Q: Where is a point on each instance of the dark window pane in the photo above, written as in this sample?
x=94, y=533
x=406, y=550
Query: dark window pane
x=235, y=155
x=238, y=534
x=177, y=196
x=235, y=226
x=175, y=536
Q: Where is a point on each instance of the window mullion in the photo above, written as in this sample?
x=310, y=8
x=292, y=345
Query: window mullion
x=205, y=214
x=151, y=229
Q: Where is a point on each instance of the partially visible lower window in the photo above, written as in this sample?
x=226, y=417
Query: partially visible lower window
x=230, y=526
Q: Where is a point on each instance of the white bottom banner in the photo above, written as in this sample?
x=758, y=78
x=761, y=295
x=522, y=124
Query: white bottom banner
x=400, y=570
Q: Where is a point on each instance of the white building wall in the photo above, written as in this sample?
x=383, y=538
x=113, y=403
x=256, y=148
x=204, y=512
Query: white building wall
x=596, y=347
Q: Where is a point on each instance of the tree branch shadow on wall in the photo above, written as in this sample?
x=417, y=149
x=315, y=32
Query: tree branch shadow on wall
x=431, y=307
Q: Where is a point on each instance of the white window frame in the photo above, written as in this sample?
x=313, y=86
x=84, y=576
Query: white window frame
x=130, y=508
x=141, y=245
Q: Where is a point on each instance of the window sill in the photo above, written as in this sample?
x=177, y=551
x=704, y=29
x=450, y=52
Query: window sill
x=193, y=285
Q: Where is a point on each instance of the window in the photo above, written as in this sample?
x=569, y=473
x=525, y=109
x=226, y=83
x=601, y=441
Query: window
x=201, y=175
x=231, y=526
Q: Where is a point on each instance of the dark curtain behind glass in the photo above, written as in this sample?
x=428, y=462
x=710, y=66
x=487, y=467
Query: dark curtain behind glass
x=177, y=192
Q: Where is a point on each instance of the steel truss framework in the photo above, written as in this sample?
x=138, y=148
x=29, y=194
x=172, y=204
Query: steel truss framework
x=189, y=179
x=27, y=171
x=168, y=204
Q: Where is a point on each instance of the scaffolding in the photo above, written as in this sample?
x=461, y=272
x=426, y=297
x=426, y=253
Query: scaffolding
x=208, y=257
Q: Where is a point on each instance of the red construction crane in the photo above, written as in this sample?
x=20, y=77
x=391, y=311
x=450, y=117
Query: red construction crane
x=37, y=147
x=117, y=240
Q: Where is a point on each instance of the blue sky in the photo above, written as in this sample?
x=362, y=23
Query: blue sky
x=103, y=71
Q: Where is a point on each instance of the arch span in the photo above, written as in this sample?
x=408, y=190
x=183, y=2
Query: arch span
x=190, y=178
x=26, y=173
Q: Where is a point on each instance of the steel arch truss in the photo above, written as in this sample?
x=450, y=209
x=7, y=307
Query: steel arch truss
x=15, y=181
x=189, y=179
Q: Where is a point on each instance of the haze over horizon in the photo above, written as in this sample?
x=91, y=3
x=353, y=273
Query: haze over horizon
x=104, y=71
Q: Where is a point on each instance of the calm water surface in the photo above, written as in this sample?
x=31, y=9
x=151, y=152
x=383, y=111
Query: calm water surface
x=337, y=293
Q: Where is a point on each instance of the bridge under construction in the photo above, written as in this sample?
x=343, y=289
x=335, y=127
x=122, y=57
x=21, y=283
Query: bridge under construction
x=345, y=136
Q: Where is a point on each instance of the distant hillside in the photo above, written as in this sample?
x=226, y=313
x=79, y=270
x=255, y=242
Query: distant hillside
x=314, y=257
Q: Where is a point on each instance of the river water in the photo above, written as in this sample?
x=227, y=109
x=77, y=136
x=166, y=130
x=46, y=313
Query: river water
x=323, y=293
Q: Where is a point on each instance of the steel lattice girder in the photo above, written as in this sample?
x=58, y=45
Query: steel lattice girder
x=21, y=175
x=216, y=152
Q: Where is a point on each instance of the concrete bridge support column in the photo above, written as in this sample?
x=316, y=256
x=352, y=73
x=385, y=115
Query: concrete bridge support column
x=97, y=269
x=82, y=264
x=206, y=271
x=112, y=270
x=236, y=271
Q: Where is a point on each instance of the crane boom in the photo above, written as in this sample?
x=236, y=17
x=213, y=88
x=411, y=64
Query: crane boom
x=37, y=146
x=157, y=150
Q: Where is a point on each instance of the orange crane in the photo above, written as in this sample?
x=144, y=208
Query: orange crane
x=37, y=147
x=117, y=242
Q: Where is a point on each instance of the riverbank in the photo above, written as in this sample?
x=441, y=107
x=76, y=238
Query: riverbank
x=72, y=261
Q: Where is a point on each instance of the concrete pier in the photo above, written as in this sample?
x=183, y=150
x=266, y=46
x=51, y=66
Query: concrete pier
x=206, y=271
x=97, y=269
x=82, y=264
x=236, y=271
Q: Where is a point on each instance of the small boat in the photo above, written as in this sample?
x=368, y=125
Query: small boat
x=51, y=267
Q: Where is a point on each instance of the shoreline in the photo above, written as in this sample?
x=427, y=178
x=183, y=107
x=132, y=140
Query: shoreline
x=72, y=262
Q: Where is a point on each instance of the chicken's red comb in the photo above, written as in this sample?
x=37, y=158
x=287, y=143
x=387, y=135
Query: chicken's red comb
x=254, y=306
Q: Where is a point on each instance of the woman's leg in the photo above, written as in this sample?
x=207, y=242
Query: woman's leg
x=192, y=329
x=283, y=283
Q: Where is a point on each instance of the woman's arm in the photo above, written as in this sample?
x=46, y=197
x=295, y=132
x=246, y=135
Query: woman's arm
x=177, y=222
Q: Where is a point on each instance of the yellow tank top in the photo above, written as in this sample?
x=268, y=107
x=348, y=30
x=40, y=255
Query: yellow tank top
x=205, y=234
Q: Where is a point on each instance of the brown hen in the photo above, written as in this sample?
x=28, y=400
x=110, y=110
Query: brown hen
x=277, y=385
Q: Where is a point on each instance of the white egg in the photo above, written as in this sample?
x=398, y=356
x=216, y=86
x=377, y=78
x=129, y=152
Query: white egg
════════════════
## WORK INSTRUCTIONS
Each line of the material should be duplicated exactly, please.

## TASK RESPONSE
Q: Where is a point on each instance of the dark window pane in the photo above, written as in this sample?
x=94, y=533
x=406, y=550
Query: dark window pane
x=235, y=155
x=238, y=534
x=177, y=196
x=235, y=226
x=175, y=536
Q: Where is a point on each instance of the window mullion in the photo above, written as in this sample?
x=310, y=8
x=292, y=345
Query: window mullion
x=205, y=214
x=151, y=229
Q: Where is a point on each instance of the partially visible lower window in the photo above, written as in this sample?
x=226, y=417
Query: partially visible lower window
x=230, y=526
Q: Where is a point on each instance of the white bottom banner in the photo above, written as in this sample?
x=758, y=78
x=761, y=295
x=522, y=124
Query: white bottom banner
x=400, y=570
Q: Where is a point on each instance of the white building wall in the photo above, written as in this sample?
x=383, y=538
x=113, y=403
x=256, y=148
x=204, y=512
Query: white building wall
x=596, y=347
Q: Where is a point on each instance of the tree branch shadow on wall in the photo above, written as in this sample?
x=417, y=149
x=315, y=32
Query: tree branch shadow on wall
x=431, y=307
Q: Where is a point on each instance of the white window frame in the photo above, written as in this sample?
x=313, y=86
x=84, y=576
Query: white window frame
x=130, y=508
x=141, y=245
Q: Where is a point on each instance of the window sill in the photo above, written as in this sample?
x=177, y=551
x=704, y=29
x=450, y=52
Query: window sill
x=193, y=285
Q: Where is a point on each instance of the window in the photo above, written as in this sample?
x=569, y=473
x=525, y=109
x=226, y=83
x=601, y=441
Query: window
x=201, y=175
x=231, y=526
Q: Where is a point on each instance of the dark curtain behind glass in the photo above, written as in this sample?
x=428, y=462
x=710, y=66
x=487, y=467
Query: dark curtain behind glass
x=177, y=192
Q: Where is a point on each instance of the steel truss framework in the photo above, written as in this sample?
x=138, y=148
x=29, y=194
x=172, y=204
Query: steel truss framework
x=189, y=179
x=27, y=171
x=168, y=204
Q: Where is a point on each instance of the scaffolding in the photo above, written as in this sample?
x=461, y=272
x=426, y=297
x=426, y=253
Query: scaffolding
x=208, y=257
Q: Where is a point on each instance of the red construction crane in the photo above, written as in this sample?
x=20, y=77
x=391, y=311
x=450, y=117
Query: red construction crane
x=37, y=147
x=117, y=240
Q: Where is a point on each instance of the blue sky in the photo above, written as in this sample?
x=362, y=23
Query: blue sky
x=103, y=71
Q: Where is a point on each instance of the arch span in the photo above, written as in this sample?
x=408, y=190
x=183, y=2
Query: arch span
x=190, y=178
x=26, y=173
Q: Where is a point on each instance of the steel arch truss in the photo above, written as in this sample?
x=450, y=209
x=7, y=307
Query: steel arch truss
x=15, y=181
x=189, y=179
Q: Where is a point on each instance of the haze over horizon in the photo above, written as in this sample?
x=91, y=3
x=353, y=273
Query: haze over horizon
x=104, y=71
Q: Where is a point on each instance of the calm water surface in the photo above, written as in this sample?
x=31, y=9
x=151, y=152
x=383, y=111
Query: calm water surface
x=337, y=293
Q: Where is a point on each instance of the bridge under construction in the photo above, written as in this sample?
x=343, y=289
x=335, y=127
x=122, y=57
x=21, y=283
Query: bridge under construction
x=345, y=136
Q: Where is a point on each instance of the distant hillside in the photo above, written as in this sample?
x=226, y=313
x=79, y=270
x=255, y=242
Query: distant hillside
x=314, y=257
Q: Where is a point on each instance of the river water in the photo above, written as in this sample?
x=227, y=109
x=77, y=136
x=166, y=130
x=46, y=313
Query: river water
x=323, y=293
Q: Where is a point on each instance of the steel lattice girder in the photo above, written as in this sample?
x=58, y=45
Query: steel lattice girder
x=21, y=175
x=216, y=152
Q: Where is a point on each instance of the concrete bridge support column in the photo above, written as in this sample?
x=316, y=256
x=352, y=73
x=385, y=115
Query: concrete bridge support column
x=97, y=269
x=82, y=264
x=206, y=271
x=112, y=270
x=236, y=271
Q: Where is a point on each instance of the crane boom in the photo above, written as in this sample?
x=236, y=17
x=213, y=88
x=411, y=64
Query: crane boom
x=37, y=146
x=157, y=150
Q: Where is a point on each instance of the orange crane in the photo above, written as in this sample?
x=144, y=208
Query: orange crane
x=37, y=147
x=117, y=242
Q: Where is a point on each instance of the riverbank in the photo above, written as in this sample?
x=441, y=107
x=76, y=238
Query: riverbank
x=72, y=261
Q: Where is a point on each instance of the concrete pier in the photo above, written as in this sample?
x=183, y=150
x=266, y=46
x=51, y=66
Query: concrete pier
x=206, y=271
x=97, y=269
x=82, y=264
x=236, y=271
Q: Where is a point on each instance of the small boat in the photo above, written as in this sample?
x=368, y=125
Query: small boat
x=51, y=267
Q: Where is a point on each instance of the shoreline in the photo above, written as in this sample?
x=427, y=178
x=183, y=107
x=132, y=140
Query: shoreline
x=72, y=262
Q: Where is a point on each instance of the chicken's red comb in the photo above, written as in this sample?
x=37, y=158
x=287, y=143
x=387, y=135
Query: chicken's red comb
x=254, y=306
Q: Where is a point on each instance of the woman's leg in the photo above, written as in this sample?
x=207, y=242
Query: woman's leg
x=192, y=329
x=283, y=283
Q: Where is a point on each instance of the woman's arm in the photo above, written as in this sample?
x=46, y=197
x=295, y=132
x=246, y=135
Query: woman's arm
x=177, y=222
Q: Where is a point on each instance of the yellow tank top in the photo above, written as in this sample?
x=268, y=107
x=348, y=30
x=40, y=255
Query: yellow tank top
x=205, y=234
Q: Where is a point on each instance of the brown hen in the photo above, written as in this sample?
x=28, y=400
x=110, y=110
Query: brown hen
x=277, y=385
Q: Where is a point on each instance of the white egg in the photo above, written as in this sample?
x=398, y=356
x=216, y=86
x=377, y=78
x=129, y=152
Query: white egg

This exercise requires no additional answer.